Object point labels:
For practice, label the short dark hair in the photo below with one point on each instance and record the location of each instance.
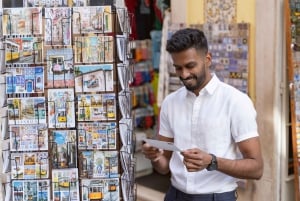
(184, 39)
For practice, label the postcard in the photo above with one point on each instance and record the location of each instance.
(65, 184)
(125, 75)
(126, 131)
(125, 106)
(6, 166)
(23, 50)
(22, 21)
(162, 145)
(80, 3)
(105, 164)
(58, 26)
(28, 137)
(61, 108)
(25, 80)
(96, 107)
(92, 19)
(29, 165)
(94, 78)
(96, 135)
(24, 190)
(105, 189)
(63, 146)
(86, 161)
(127, 158)
(124, 20)
(60, 71)
(99, 164)
(127, 186)
(94, 49)
(27, 110)
(45, 3)
(7, 191)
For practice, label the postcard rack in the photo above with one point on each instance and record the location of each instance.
(66, 120)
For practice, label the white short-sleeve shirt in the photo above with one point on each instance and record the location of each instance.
(214, 122)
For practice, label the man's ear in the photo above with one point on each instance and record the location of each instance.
(208, 59)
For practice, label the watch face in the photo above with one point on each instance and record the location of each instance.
(214, 164)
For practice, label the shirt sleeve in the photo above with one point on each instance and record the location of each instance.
(243, 119)
(164, 122)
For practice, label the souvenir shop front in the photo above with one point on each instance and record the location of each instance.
(81, 83)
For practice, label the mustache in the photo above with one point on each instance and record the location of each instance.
(187, 78)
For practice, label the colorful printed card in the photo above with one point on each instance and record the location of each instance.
(94, 49)
(58, 26)
(60, 72)
(96, 107)
(45, 3)
(63, 148)
(65, 184)
(28, 137)
(92, 19)
(61, 109)
(22, 21)
(29, 165)
(26, 110)
(35, 190)
(105, 189)
(99, 164)
(23, 50)
(94, 78)
(25, 80)
(96, 135)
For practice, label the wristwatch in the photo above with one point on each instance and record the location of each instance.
(213, 164)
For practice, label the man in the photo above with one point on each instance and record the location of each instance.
(214, 123)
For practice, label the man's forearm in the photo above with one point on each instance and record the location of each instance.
(161, 165)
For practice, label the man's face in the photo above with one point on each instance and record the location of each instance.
(192, 68)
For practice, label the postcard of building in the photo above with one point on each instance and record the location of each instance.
(105, 189)
(23, 50)
(94, 78)
(28, 137)
(96, 107)
(94, 49)
(25, 80)
(96, 135)
(27, 110)
(76, 3)
(60, 71)
(63, 146)
(22, 21)
(45, 3)
(123, 19)
(58, 26)
(61, 108)
(29, 165)
(65, 184)
(92, 19)
(86, 163)
(25, 190)
(106, 164)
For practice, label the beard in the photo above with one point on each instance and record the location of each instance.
(195, 82)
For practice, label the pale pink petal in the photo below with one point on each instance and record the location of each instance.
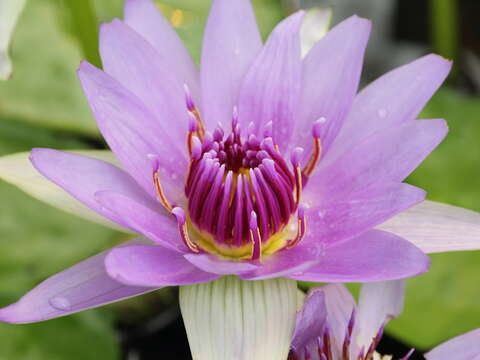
(436, 227)
(389, 155)
(83, 286)
(150, 265)
(154, 223)
(341, 215)
(285, 262)
(272, 87)
(396, 97)
(82, 176)
(132, 132)
(138, 67)
(230, 44)
(373, 256)
(331, 73)
(146, 19)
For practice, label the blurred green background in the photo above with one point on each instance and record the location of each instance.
(42, 105)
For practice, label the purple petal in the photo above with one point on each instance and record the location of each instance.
(463, 347)
(82, 176)
(396, 97)
(145, 18)
(213, 264)
(373, 256)
(138, 67)
(153, 223)
(331, 73)
(286, 262)
(150, 265)
(378, 303)
(271, 89)
(83, 286)
(230, 44)
(343, 215)
(388, 155)
(132, 131)
(311, 320)
(436, 227)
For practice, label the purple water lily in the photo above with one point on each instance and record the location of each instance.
(263, 164)
(331, 326)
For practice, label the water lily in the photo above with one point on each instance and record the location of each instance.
(262, 165)
(331, 326)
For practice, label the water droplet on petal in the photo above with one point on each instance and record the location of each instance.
(60, 303)
(382, 113)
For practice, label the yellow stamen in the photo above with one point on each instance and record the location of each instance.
(316, 153)
(160, 193)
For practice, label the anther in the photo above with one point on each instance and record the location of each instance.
(317, 148)
(182, 228)
(268, 129)
(348, 337)
(295, 159)
(301, 227)
(234, 118)
(192, 128)
(156, 181)
(255, 236)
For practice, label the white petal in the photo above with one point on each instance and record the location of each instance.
(315, 25)
(9, 12)
(239, 319)
(17, 170)
(378, 302)
(436, 227)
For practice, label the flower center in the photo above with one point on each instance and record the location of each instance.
(241, 192)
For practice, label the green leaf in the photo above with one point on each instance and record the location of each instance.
(85, 28)
(36, 242)
(444, 302)
(44, 89)
(78, 337)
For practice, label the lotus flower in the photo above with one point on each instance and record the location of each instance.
(330, 326)
(263, 164)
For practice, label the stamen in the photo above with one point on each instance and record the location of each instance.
(317, 148)
(192, 128)
(156, 182)
(295, 158)
(192, 109)
(301, 227)
(360, 355)
(182, 228)
(255, 236)
(348, 337)
(268, 129)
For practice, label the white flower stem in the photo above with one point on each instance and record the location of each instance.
(238, 319)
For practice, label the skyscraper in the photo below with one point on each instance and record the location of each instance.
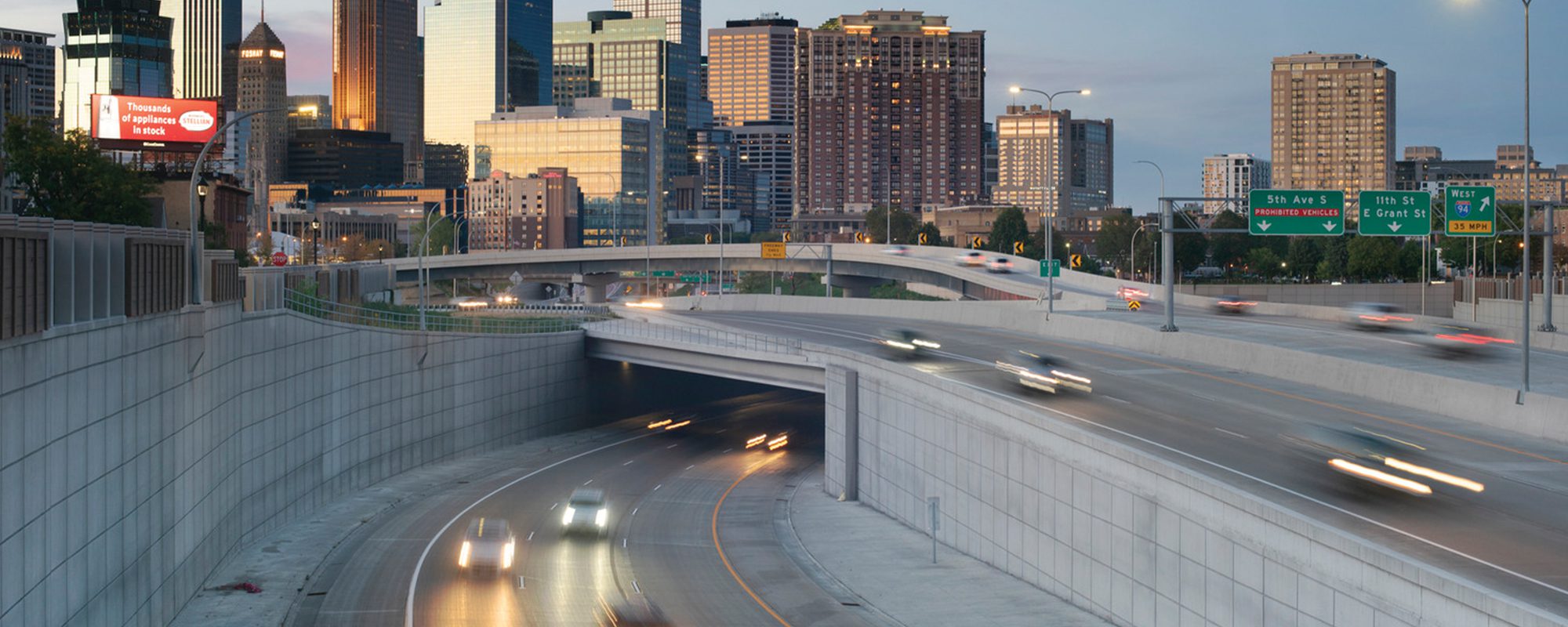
(89, 67)
(38, 57)
(1047, 161)
(1334, 123)
(485, 57)
(376, 71)
(264, 84)
(1233, 176)
(201, 31)
(890, 109)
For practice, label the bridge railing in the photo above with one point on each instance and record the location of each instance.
(407, 319)
(699, 336)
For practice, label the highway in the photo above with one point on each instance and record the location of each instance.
(691, 529)
(1233, 427)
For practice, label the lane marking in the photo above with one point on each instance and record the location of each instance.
(413, 581)
(725, 559)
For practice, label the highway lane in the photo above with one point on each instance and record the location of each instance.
(666, 531)
(1232, 427)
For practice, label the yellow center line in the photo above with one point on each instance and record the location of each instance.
(722, 549)
(1315, 402)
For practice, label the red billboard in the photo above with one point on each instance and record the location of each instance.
(153, 121)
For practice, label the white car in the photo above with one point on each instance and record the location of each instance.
(586, 513)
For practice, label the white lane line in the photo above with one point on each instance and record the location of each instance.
(1263, 482)
(413, 581)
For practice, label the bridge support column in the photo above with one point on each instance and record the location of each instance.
(841, 476)
(858, 286)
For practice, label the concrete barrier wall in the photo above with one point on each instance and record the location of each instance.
(137, 457)
(1539, 416)
(1122, 534)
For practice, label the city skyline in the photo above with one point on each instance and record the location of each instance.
(1141, 60)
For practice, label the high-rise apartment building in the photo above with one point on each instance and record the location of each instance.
(617, 56)
(1233, 176)
(376, 71)
(310, 112)
(752, 71)
(114, 48)
(485, 57)
(201, 31)
(1050, 162)
(1334, 123)
(34, 53)
(890, 109)
(264, 84)
(612, 150)
(534, 212)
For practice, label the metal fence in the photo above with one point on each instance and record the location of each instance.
(699, 336)
(438, 322)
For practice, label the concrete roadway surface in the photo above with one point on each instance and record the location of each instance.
(673, 496)
(1230, 426)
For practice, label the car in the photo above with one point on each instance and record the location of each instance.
(907, 344)
(488, 545)
(1233, 305)
(586, 513)
(1377, 317)
(1044, 372)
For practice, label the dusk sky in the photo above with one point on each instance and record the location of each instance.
(1181, 79)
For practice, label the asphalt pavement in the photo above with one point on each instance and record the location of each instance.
(1235, 427)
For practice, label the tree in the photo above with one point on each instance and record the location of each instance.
(1116, 237)
(1009, 227)
(904, 225)
(67, 178)
(1373, 258)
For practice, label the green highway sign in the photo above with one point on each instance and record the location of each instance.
(1296, 212)
(1470, 211)
(1396, 214)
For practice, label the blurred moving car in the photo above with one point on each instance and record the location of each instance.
(1044, 372)
(1459, 342)
(586, 513)
(907, 344)
(1233, 305)
(488, 545)
(1376, 317)
(1379, 460)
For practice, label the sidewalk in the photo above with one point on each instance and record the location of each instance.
(890, 567)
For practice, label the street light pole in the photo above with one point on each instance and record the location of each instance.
(201, 158)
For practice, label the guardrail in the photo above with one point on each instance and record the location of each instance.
(437, 322)
(699, 336)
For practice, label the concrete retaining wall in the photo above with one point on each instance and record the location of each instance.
(1122, 534)
(137, 457)
(1541, 416)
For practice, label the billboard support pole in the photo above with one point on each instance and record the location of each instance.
(195, 247)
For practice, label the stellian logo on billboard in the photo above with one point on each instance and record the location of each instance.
(197, 121)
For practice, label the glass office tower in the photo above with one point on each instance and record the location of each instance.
(484, 57)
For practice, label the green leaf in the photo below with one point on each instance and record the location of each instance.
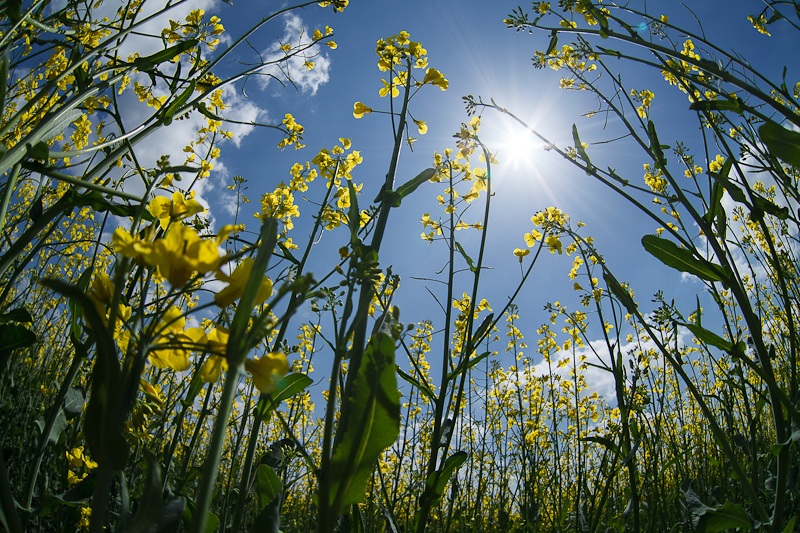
(482, 329)
(4, 78)
(14, 336)
(144, 64)
(59, 425)
(414, 382)
(353, 214)
(73, 402)
(467, 258)
(781, 142)
(19, 315)
(100, 204)
(212, 520)
(176, 104)
(709, 337)
(412, 185)
(76, 495)
(151, 504)
(656, 148)
(728, 516)
(200, 106)
(268, 485)
(437, 482)
(40, 151)
(581, 151)
(682, 259)
(553, 42)
(608, 443)
(289, 386)
(370, 423)
(104, 417)
(620, 292)
(735, 105)
(466, 365)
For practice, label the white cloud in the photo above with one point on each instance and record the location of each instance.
(293, 69)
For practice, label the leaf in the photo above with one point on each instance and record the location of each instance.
(73, 497)
(682, 259)
(620, 292)
(728, 516)
(73, 402)
(412, 185)
(176, 104)
(48, 128)
(289, 386)
(40, 150)
(709, 337)
(353, 214)
(14, 336)
(103, 421)
(781, 142)
(608, 443)
(581, 151)
(656, 148)
(734, 104)
(151, 503)
(414, 382)
(99, 203)
(370, 423)
(466, 365)
(467, 258)
(144, 64)
(212, 520)
(437, 482)
(170, 516)
(553, 42)
(268, 485)
(19, 315)
(482, 329)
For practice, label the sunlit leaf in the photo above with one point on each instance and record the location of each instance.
(437, 482)
(781, 142)
(412, 185)
(371, 414)
(151, 503)
(103, 420)
(143, 64)
(682, 259)
(424, 389)
(289, 386)
(466, 365)
(268, 485)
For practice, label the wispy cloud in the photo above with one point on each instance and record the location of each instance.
(293, 69)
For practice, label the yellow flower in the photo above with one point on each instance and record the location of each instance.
(181, 253)
(213, 368)
(268, 370)
(236, 284)
(359, 109)
(172, 344)
(521, 252)
(434, 77)
(217, 343)
(128, 245)
(178, 208)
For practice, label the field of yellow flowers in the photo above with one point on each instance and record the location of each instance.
(154, 374)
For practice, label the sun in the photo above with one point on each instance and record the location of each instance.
(515, 147)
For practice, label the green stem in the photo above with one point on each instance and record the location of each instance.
(239, 343)
(8, 193)
(7, 502)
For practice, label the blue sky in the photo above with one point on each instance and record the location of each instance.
(468, 41)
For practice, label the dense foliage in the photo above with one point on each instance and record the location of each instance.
(154, 375)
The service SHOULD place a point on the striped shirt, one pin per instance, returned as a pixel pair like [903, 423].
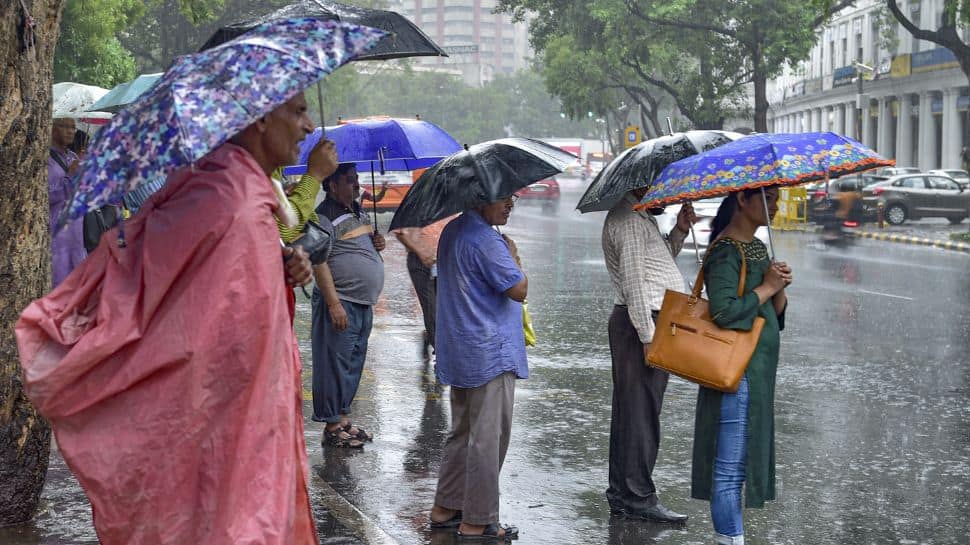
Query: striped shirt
[302, 199]
[640, 260]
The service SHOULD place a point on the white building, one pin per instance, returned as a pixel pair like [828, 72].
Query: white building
[479, 42]
[914, 102]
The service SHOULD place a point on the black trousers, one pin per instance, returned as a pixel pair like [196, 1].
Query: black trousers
[426, 288]
[638, 392]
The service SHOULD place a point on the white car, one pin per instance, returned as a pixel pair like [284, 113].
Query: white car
[705, 210]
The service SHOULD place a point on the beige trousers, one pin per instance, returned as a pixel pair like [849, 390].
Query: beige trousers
[481, 421]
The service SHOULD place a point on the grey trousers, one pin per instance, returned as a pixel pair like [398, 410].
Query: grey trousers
[638, 392]
[481, 420]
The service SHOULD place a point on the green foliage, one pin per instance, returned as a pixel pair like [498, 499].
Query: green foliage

The problem
Output precisely the lines in the material above from the line containing "For practice, label the wispy" through its last line, and omit pictures.

Response to this exercise
For practice, label the wispy cloud in the photo above with one point on each instance and record the location of each instance.
(293, 69)
For practice, label the yellow flower in the photo above with one point on each instance and record the location of each instance.
(181, 253)
(213, 368)
(268, 370)
(236, 284)
(359, 109)
(172, 344)
(521, 252)
(434, 77)
(217, 343)
(128, 245)
(178, 208)
For practice, label the field of yellow flowers in the photo above with one point on each instance and record the location of each instance.
(154, 374)
For practice, label the sun in the photo above with one point on each instance and record the location of each instance.
(515, 147)
For practice, label the green stem in the photo above with one point on each instance and record the location of each instance.
(239, 343)
(8, 193)
(7, 502)
For practice, label the blue sky in the photo above with one point on each instance and record the location of each instance.
(468, 41)
For practice, label the dense foliage in the photo above with one point on each instance and record the location of each instance.
(154, 375)
The service SHOULD place a point on the striped shirt, one pin per instance, returned as a pixel pair like [903, 423].
Query: striped shirt
[302, 199]
[640, 260]
The service SHOULD place a point on the white building, one pin per instance, returned as a pixel pair like [828, 72].
Query: white building
[479, 42]
[914, 102]
The service SHOULD place a point on the black trousers, one pin per instance, returned as a pixel pair like [196, 1].
Query: black trousers
[426, 288]
[638, 392]
The service SHOULD place a point on the white car, one pin per instance, returned as a pixel pair like [284, 113].
Query: white car
[705, 210]
The service SHOULD place a point on the beige trousers, one pin per instance, returned as a pixel pair like [849, 390].
Query: beige trousers
[481, 421]
The service SHOULD place a point on the grey trousers, one pin per instance, returned as a pixel pair like [398, 410].
Query: grey trousers
[638, 392]
[481, 420]
The service SHOULD place a point on the green foliage, one pin per instance, returned as a pixel pair like [498, 499].
Query: green foliage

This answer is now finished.